Exercise objective:
Check every line of the data below for "form". Copy each one that has it.

Working data:
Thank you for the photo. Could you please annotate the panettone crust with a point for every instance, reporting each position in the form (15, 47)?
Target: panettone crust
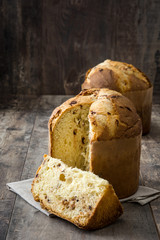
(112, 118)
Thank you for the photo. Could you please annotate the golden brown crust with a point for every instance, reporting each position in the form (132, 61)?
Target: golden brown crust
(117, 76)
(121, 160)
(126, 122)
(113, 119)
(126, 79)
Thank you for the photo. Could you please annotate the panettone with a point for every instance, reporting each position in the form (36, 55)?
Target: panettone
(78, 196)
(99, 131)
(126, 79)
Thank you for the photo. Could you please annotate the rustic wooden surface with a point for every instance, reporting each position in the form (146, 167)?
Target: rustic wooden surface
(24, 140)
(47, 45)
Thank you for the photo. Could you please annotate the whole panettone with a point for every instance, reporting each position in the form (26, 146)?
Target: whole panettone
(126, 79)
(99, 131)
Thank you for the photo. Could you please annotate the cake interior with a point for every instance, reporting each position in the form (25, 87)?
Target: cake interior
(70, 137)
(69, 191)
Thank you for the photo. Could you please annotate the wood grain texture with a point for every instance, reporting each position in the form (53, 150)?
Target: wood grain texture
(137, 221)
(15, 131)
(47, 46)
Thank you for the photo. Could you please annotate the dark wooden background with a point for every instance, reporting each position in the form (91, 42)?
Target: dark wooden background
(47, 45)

--

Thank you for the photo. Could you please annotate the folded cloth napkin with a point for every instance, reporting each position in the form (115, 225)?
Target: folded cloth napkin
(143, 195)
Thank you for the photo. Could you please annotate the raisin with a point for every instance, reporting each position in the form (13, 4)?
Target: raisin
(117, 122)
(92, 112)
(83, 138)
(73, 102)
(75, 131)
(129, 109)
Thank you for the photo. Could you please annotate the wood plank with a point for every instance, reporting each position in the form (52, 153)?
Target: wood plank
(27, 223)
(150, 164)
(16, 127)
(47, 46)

Result below:
Thank you for the photo. Could you please annotate the panettone crust with a point for every instance, reporting each position in the form (15, 47)?
Thank you for the photo. Could you please annotate the golden brown crust with a point for every instance, reporting each position in the form (132, 61)?
Thank you for the photo. Could you please annotate the panettone with a point for every instance, reporting each position in the form (36, 55)?
Thank you for the photo. Could you please annotate the rustic wooden surface with a point for every instance, reporting each position in the form (146, 167)?
Thank you for the photo. Could you please annotate the whole panettone with a point for every instance, reporting each position in the form (26, 146)?
Thank you for the photo. Could you please annotate the cake interior with a point for every instance, reporting each position in the form (25, 87)?
Thank you for the photo. Could you please annotate the wood grain texture with a point for every instance, reporting each position in the form (53, 150)?
Thank you for the photo. Could you please annotate the dark wooden background with a point for every instance, reporting each position in the form (91, 42)?
Thank you for the photo. Could you please annotate the folded cloth napkin with a point for every instance, reporting each position in the form (115, 225)?
Thank you for the photo. Could you please annotate the raisin with a point for every instance, reporting each position in the form (13, 4)?
Thank you for the photo. Could you please annotate the wood plank with a point for every instance, reporting each position in the form (52, 153)?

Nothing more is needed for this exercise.